[BEGIN]

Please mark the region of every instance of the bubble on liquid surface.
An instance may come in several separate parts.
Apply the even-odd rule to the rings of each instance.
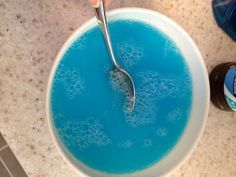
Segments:
[[[103,125],[94,118],[79,123],[63,122],[58,119],[64,118],[61,115],[55,118],[55,126],[68,146],[84,150],[91,145],[106,146],[111,143],[111,139],[102,130]]]
[[[121,143],[119,146],[123,149],[130,149],[132,148],[134,145],[134,143],[132,142],[132,140],[128,139],[125,142]]]
[[[152,140],[151,139],[145,139],[143,142],[143,147],[148,148],[152,146]]]
[[[156,121],[155,99],[145,90],[136,91],[136,103],[132,112],[127,107],[125,104],[125,121],[131,127],[145,126]]]
[[[167,114],[167,120],[171,123],[175,123],[180,120],[183,116],[183,110],[180,108],[175,108]]]
[[[133,40],[120,42],[117,45],[118,57],[125,68],[130,68],[143,57],[143,48]]]
[[[157,72],[138,73],[141,80],[141,87],[148,89],[148,92],[155,94],[157,100],[167,97],[184,98],[191,90],[191,80],[188,73],[180,75],[161,76]]]
[[[84,78],[75,69],[65,69],[64,65],[58,66],[55,73],[55,82],[61,83],[65,88],[68,99],[73,99],[85,89]]]
[[[87,40],[88,40],[87,35],[83,35],[82,37],[80,37],[79,39],[77,39],[77,40],[71,45],[71,48],[72,48],[72,49],[84,50],[84,49],[86,49],[86,46],[87,46]]]
[[[158,128],[157,129],[157,136],[165,137],[168,135],[168,130],[166,128]]]

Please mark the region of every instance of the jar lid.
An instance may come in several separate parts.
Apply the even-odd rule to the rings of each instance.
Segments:
[[[236,111],[236,65],[230,67],[225,75],[224,97],[229,107]]]

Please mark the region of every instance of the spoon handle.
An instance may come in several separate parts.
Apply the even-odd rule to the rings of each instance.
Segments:
[[[106,10],[105,10],[103,0],[100,0],[99,6],[95,7],[95,13],[96,13],[96,17],[97,17],[100,29],[103,34],[103,38],[104,38],[105,43],[107,45],[108,53],[110,54],[114,65],[119,69],[120,65],[116,61],[116,58],[115,58],[115,55],[113,52],[113,48],[112,48],[112,44],[111,44],[111,38],[110,38],[110,33],[109,33],[107,18],[106,18]]]

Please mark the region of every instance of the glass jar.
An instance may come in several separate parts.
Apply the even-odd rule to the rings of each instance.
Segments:
[[[222,63],[210,73],[211,101],[219,109],[236,111],[236,62]]]

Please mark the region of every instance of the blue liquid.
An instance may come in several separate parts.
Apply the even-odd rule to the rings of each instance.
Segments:
[[[64,54],[51,113],[61,143],[80,162],[106,173],[132,173],[160,161],[180,139],[191,111],[192,82],[179,49],[155,28],[115,21],[110,31],[117,59],[135,82],[135,110],[127,111],[127,87],[112,77],[96,27]]]

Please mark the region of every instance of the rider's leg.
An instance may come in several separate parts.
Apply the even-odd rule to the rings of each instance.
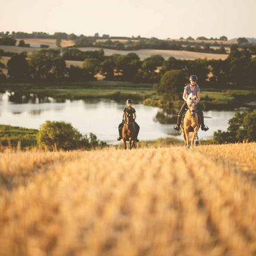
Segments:
[[[199,115],[201,119],[201,129],[202,130],[206,132],[207,130],[209,130],[209,127],[204,125],[204,113],[201,110],[198,110],[197,113]]]
[[[138,132],[140,131],[140,126],[138,126],[138,124],[135,121],[134,121],[134,126],[135,128],[135,140],[137,142],[138,142]]]
[[[180,124],[182,123],[182,114],[183,113],[186,107],[186,103],[184,102],[183,105],[180,108],[180,111],[178,112],[177,124],[176,126],[174,127],[174,130],[180,130]]]
[[[119,134],[119,137],[118,138],[118,140],[122,140],[122,127],[124,127],[124,123],[122,122],[118,126],[118,132]]]

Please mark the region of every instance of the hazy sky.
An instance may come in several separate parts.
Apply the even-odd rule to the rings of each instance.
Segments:
[[[0,31],[256,37],[256,0],[7,0]]]

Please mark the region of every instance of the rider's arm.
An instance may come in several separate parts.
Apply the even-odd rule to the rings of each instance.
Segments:
[[[137,118],[137,116],[136,116],[136,112],[134,113],[134,120]]]
[[[186,102],[186,98],[188,97],[188,94],[186,92],[186,89],[184,89],[184,92],[183,92],[183,95],[182,96],[182,98],[183,98],[183,100]]]
[[[198,98],[198,102],[199,102],[201,98],[200,91],[196,93],[196,97]]]

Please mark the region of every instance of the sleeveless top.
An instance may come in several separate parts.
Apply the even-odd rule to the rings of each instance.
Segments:
[[[126,107],[124,108],[124,112],[125,112],[125,113],[126,113],[126,114],[127,114],[127,113],[128,113],[128,114],[133,114],[134,113],[135,113],[135,112],[136,112],[136,111],[135,111],[135,110],[134,108],[132,108],[132,107],[131,107],[131,108],[128,108],[127,106],[126,106]]]
[[[190,86],[186,86],[185,87],[185,89],[186,90],[186,93],[188,94],[188,95],[190,95],[190,94],[193,94],[196,95],[196,94],[198,93],[198,92],[200,92],[200,88],[197,84],[194,86],[194,89],[193,90],[192,90],[190,89]]]

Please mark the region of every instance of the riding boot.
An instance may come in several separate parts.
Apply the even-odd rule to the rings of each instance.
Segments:
[[[200,119],[201,119],[201,129],[202,130],[204,130],[205,132],[206,132],[209,129],[209,127],[204,125],[204,113],[202,113],[202,110],[198,110],[197,111],[197,112],[198,112],[198,114],[199,114]]]
[[[118,140],[122,140],[122,127],[124,127],[124,123],[122,122],[118,126],[118,132],[119,134],[119,138],[118,138]]]
[[[174,129],[175,130],[177,130],[177,131],[180,130],[180,124],[182,123],[182,115],[185,110],[186,107],[186,103],[184,102],[183,105],[180,108],[180,111],[178,112],[177,124],[176,126],[174,126]]]
[[[140,126],[135,121],[134,121],[134,126],[135,129],[135,141],[136,142],[138,142],[138,134],[140,131]]]

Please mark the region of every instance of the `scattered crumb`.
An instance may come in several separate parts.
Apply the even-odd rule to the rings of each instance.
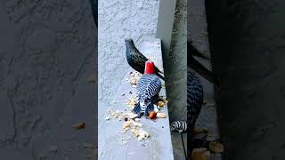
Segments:
[[[91,144],[91,143],[86,143],[84,142],[83,143],[83,147],[84,148],[94,148],[94,145]]]
[[[57,146],[50,146],[49,149],[51,152],[55,153],[57,152]]]
[[[216,140],[215,136],[214,136],[213,133],[208,133],[206,140],[207,140],[207,141],[214,141],[214,140]]]
[[[78,129],[78,130],[84,129],[84,128],[86,128],[86,123],[78,123],[78,124],[72,125],[71,127]]]

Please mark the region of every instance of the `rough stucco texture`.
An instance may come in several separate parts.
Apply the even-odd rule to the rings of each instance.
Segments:
[[[128,68],[124,39],[138,44],[142,37],[155,36],[159,1],[104,0],[98,5],[98,94],[109,101]]]
[[[0,20],[1,159],[92,154],[78,145],[95,141],[95,92],[85,83],[96,43],[89,2],[6,0]],[[71,129],[78,121],[85,132]]]
[[[222,81],[216,100],[224,159],[283,160],[285,1],[217,4],[213,67]]]

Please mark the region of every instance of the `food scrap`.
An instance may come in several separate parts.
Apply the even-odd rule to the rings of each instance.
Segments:
[[[214,153],[223,153],[224,152],[224,145],[219,142],[216,142],[216,141],[209,142],[208,148]]]
[[[158,118],[165,118],[165,117],[167,117],[167,114],[165,114],[165,113],[160,113],[160,112],[158,112],[157,113],[157,117]]]
[[[71,126],[72,128],[75,128],[75,129],[84,129],[86,128],[86,123],[78,123],[78,124],[76,124],[74,125]]]

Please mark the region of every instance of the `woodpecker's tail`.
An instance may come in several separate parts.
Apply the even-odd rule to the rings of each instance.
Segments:
[[[148,116],[153,110],[154,110],[153,103],[149,104],[149,106],[147,106],[145,108],[144,116]]]

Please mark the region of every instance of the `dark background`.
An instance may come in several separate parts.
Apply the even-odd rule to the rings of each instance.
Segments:
[[[285,159],[285,1],[207,1],[226,160]]]
[[[96,145],[88,0],[0,2],[0,159],[85,159]],[[71,125],[84,122],[86,129]]]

[END]

INSTRUCTION: Could you copy out the material from its start through the line containing "[[[222,63],[210,73],[211,101],[219,109],[236,111],[236,62]]]", requests included, shifting every polygon coordinate up by 19 and leaving out the pictures?

SOLUTION BELOW:
Please mark the region of every instance of the bubble on liquid surface.
An instance may come in several separate parts.
Apply the even-odd rule to the rings of each instance.
Segments:
[[[122,144],[113,137],[98,142],[82,141],[77,138],[83,137],[80,134],[74,137],[74,145],[87,165],[103,169],[110,164],[125,165],[130,162],[130,158],[121,149]]]
[[[140,162],[138,165],[142,168],[149,168],[151,167],[153,164],[153,162],[151,161],[151,159],[147,158],[144,161]]]
[[[171,159],[170,158],[164,158],[162,161],[162,166],[167,167],[171,165]]]
[[[175,140],[174,118],[164,109],[155,110],[155,122],[151,131],[146,126],[144,123],[144,140],[150,146],[164,145]]]
[[[186,133],[186,139],[190,142],[194,142],[199,139],[202,135],[202,129],[199,127],[194,127]]]
[[[152,59],[139,61],[136,64],[137,76],[144,87],[149,87],[162,76],[162,67]]]
[[[176,91],[157,92],[160,99],[160,106],[167,108],[167,111],[174,113],[176,119],[186,116],[203,117],[210,109],[210,99],[207,92],[199,94],[180,95]]]
[[[103,97],[94,88],[84,88],[83,84],[77,85],[74,92],[74,101],[80,102],[84,107],[87,118],[92,118],[104,108]]]
[[[106,59],[107,59],[106,54],[102,54],[101,56],[99,56],[98,58],[96,58],[96,59],[90,64],[90,67],[91,67],[91,68],[103,69],[103,68],[105,68],[105,65],[106,65]]]
[[[177,147],[176,148],[176,155],[184,156],[187,154],[187,149],[185,147]]]

Please mark the region of every instance of the jar lid.
An instance may come in several separate parts.
Apply the even-odd rule to the rings of each instance.
Segments:
[[[255,130],[255,84],[249,86],[244,94],[243,116],[248,126]]]

Please mark the region of every instance of the spoon handle.
An instance may come in several separate parts.
Apply the even-odd rule to the rings of each instance.
Segments:
[[[125,29],[124,29],[122,19],[119,19],[118,25],[114,26],[114,32],[115,32],[115,36],[116,36],[119,48],[122,53],[122,57],[123,57],[124,62],[126,64],[127,72],[129,73],[133,84],[138,88],[139,84],[135,80],[135,77],[134,77],[134,74],[132,71],[132,67],[131,67],[131,63],[130,63],[130,57],[129,57],[129,52],[128,52],[126,37],[125,37]]]

Please mark the region of every instance of the glass jar.
An instance may come in several separate parts.
Apply the even-odd rule to the rings of each instance.
Segments:
[[[241,82],[229,92],[230,120],[238,128],[255,130],[255,81]]]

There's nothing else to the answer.